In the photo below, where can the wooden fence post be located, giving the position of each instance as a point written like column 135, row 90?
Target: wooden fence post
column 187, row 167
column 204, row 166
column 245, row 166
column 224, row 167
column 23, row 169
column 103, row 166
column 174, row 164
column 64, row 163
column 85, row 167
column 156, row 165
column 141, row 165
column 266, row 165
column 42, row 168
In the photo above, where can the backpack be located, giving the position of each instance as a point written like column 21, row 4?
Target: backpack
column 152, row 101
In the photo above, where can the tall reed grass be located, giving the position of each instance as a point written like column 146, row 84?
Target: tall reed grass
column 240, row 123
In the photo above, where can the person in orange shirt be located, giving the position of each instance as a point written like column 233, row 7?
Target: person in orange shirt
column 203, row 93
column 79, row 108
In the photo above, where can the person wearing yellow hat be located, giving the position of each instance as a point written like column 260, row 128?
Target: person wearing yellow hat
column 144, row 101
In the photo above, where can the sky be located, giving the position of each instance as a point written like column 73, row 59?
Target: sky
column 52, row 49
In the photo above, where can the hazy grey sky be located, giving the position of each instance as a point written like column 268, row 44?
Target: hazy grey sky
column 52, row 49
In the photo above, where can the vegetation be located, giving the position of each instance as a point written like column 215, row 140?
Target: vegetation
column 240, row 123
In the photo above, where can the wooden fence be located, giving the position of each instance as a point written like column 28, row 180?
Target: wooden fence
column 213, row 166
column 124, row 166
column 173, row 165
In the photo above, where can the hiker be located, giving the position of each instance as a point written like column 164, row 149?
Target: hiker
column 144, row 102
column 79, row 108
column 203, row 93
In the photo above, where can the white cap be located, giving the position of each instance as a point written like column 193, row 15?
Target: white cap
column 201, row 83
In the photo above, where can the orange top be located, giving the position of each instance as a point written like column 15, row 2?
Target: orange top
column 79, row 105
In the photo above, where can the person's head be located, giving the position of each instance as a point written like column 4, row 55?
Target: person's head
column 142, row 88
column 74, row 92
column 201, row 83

:::

What to work on — When you reach the line with "Target: backpack" in the records above, start writing out lines exactly, and stop once the line with "In the photo above, where can the person wearing" has been written; include nothing else.

Answer section —
Target: backpack
column 152, row 101
In the photo above, where can the tall reed grass be located, giving the position of each instance as a point written like column 146, row 84?
Target: tall reed grass
column 240, row 123
In the photo above, where can the person in orange shirt be located, giving the position of each instance as a point written like column 233, row 7?
Target: person in orange shirt
column 203, row 93
column 79, row 108
In the photo above, where can the person wearing yellow hat be located, giving the position of each instance as a point written like column 260, row 128?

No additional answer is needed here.